What you are asked to do: After locating the line with "Target: front side window", reproduce it and all following lines of the listing below exactly, stopping only at the final line.

Source data:

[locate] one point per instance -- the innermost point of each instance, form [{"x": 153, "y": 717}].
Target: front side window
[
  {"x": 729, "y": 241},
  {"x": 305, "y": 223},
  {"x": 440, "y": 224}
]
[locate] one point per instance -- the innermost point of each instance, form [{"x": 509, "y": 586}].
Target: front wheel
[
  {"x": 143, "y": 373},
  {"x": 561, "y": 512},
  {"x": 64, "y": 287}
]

Solution for this problem:
Target: front side window
[
  {"x": 729, "y": 241},
  {"x": 305, "y": 223},
  {"x": 440, "y": 224}
]
[locate] one point per instance -- the innermost point of each instance, form [{"x": 509, "y": 586}].
Target: front wheel
[
  {"x": 143, "y": 373},
  {"x": 561, "y": 512},
  {"x": 64, "y": 287}
]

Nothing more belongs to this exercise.